Work order: Can you continue the article on removing transgender service members from the U.S. military, picking up after its final sentence?
═══ Excerpt provided
Likely impact of removing transgenders from U.S. military
Transgenders in the U.S. military services – institutions that were, until recently, bastions of forced wokeness thanks to the Biden administration – are now being removed from America’s armed forces under President Donald Trump and Secretary of Defense Pete Hegseth.
\Within the Defense Medical Epidemiology Database, ICD-10 diagnosis codes have shown a significant rise in “transsexualism” within the military in recent years. And according to a 2023 survey conducted by this reporter, 59% of the survey’s 229 participants disclosed that they have served with a transgender.
With transsexualism on the rise with no end in sight, the U.S. Supreme Court recently ruled that President Trump could constitutionally carry out his ban on transgender service members. The ruling came after Trump issued a Jan. 27 executive order banning transgenders from serving in the military. Then on May 8, Defense Secretary Pete Hegseth sent a memo to senior Pentagon leadership and others within the Department of Defense to begin their removal.
══════
═══ Record set
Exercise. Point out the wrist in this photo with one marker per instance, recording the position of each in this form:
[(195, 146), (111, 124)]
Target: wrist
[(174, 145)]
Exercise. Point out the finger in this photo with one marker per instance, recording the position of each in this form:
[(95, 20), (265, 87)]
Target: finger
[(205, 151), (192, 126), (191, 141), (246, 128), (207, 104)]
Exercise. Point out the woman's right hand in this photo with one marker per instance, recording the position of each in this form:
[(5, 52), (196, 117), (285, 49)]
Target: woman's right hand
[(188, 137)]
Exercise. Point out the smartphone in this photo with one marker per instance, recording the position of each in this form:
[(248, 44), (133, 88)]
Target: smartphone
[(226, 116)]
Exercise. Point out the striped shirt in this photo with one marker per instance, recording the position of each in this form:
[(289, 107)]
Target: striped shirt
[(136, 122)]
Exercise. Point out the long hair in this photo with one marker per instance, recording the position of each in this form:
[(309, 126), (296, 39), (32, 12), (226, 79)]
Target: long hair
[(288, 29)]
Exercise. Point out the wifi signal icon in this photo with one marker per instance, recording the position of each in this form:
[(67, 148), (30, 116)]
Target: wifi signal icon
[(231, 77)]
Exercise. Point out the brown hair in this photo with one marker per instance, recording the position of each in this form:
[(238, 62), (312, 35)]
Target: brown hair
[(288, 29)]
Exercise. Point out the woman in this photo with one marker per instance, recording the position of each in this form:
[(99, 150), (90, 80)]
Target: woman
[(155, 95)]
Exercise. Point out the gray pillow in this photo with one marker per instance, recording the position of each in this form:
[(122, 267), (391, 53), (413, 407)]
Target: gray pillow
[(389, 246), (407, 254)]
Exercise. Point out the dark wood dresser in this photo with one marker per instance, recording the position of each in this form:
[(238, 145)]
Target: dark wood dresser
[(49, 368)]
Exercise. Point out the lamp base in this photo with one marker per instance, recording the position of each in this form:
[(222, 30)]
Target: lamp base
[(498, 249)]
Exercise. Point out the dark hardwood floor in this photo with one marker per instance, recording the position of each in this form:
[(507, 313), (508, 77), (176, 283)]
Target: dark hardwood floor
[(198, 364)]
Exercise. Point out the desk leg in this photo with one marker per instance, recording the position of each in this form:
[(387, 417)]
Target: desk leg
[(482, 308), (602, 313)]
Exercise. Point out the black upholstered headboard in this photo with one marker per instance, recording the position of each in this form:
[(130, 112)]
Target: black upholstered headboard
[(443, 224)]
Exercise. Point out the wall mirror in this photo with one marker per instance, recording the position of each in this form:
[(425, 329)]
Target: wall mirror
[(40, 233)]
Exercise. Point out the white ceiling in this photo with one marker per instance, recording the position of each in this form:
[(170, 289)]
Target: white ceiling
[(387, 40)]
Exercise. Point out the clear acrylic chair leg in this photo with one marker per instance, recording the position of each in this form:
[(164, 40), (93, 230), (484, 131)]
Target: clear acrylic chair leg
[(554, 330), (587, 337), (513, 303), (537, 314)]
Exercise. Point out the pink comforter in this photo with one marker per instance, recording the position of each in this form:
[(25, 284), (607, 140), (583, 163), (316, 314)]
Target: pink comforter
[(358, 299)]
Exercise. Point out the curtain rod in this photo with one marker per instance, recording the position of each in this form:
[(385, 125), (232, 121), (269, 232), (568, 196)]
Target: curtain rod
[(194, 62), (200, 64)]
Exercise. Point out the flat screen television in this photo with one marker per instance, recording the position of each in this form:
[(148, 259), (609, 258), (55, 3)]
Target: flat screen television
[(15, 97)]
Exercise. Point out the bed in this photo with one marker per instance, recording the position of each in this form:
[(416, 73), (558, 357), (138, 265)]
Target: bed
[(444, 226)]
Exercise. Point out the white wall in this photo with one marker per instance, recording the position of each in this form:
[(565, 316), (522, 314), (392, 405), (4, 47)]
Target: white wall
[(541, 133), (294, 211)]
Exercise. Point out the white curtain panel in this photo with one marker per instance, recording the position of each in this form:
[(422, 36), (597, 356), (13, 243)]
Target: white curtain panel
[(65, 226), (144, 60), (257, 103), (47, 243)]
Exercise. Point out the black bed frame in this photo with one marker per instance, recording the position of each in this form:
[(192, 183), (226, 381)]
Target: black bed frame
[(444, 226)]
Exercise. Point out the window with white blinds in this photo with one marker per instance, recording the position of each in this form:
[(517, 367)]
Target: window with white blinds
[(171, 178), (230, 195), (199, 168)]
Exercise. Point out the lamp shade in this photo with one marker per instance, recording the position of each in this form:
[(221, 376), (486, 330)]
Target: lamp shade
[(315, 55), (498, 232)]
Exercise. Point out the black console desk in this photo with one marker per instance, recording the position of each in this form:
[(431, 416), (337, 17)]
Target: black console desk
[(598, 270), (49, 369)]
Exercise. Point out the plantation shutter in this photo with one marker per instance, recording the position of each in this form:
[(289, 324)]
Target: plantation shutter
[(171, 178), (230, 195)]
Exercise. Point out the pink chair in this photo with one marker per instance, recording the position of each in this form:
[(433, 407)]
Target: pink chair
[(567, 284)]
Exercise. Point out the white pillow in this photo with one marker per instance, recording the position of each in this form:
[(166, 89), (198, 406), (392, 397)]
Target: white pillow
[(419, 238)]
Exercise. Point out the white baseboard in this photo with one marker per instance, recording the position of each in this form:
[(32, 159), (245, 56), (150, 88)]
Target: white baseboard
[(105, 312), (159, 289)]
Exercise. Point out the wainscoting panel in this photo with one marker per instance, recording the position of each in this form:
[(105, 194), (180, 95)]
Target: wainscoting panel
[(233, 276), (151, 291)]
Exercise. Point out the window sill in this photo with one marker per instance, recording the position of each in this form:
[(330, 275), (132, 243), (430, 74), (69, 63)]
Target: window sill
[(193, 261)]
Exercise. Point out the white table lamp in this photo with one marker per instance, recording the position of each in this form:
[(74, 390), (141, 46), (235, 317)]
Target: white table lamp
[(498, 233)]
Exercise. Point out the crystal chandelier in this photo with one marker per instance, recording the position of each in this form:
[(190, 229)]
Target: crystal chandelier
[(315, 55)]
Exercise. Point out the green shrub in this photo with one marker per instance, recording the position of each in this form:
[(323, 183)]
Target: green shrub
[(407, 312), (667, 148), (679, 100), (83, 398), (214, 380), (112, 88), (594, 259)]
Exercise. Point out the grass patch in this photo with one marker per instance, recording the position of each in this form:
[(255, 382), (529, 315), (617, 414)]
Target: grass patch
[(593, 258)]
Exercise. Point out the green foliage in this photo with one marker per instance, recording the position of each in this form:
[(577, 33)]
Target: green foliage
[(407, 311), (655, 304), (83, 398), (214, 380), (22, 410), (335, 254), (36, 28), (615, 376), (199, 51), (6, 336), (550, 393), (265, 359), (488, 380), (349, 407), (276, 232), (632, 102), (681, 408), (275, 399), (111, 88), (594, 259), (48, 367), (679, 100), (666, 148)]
══════
Your response:
According to Hegseth’s memo, the active-component transgender service members have 30 days to voluntarily separate or be forced out, while those in the National Guard and Reserve have 60 days. The directive immediately impacts about 1,000 openly identifying as transgender service members.
WorldNetDaily spoke to retired U.S. Army Lt. Col. Darin Gaub, a former UH-60 Blackhawk pilot and battalion commander, who considers Hegseth’s memo “a good move.” As he wrote for Armed Forces Press, he is “happy to see these failed experiments end, hopefully never to return.”
In Gaub’s view, “It sends a clear message that weakness and wokeness will no longer be tolerated,” adding, “The SecDef is portraying and messaging to everybody that our military is not a political work force, but a force of lethality and readiness.”
“Regardless of the politics and the personal opinions of all this,” he said, and even the sympathy many may feel for people drawn into transsexualism, “we have been wasting time, money, medical and other resources on people who often cannot do the job they signed up to do in the military in the first place,” particularly “if they’re going through” a so-called “transition” process “while they’re on active duty.”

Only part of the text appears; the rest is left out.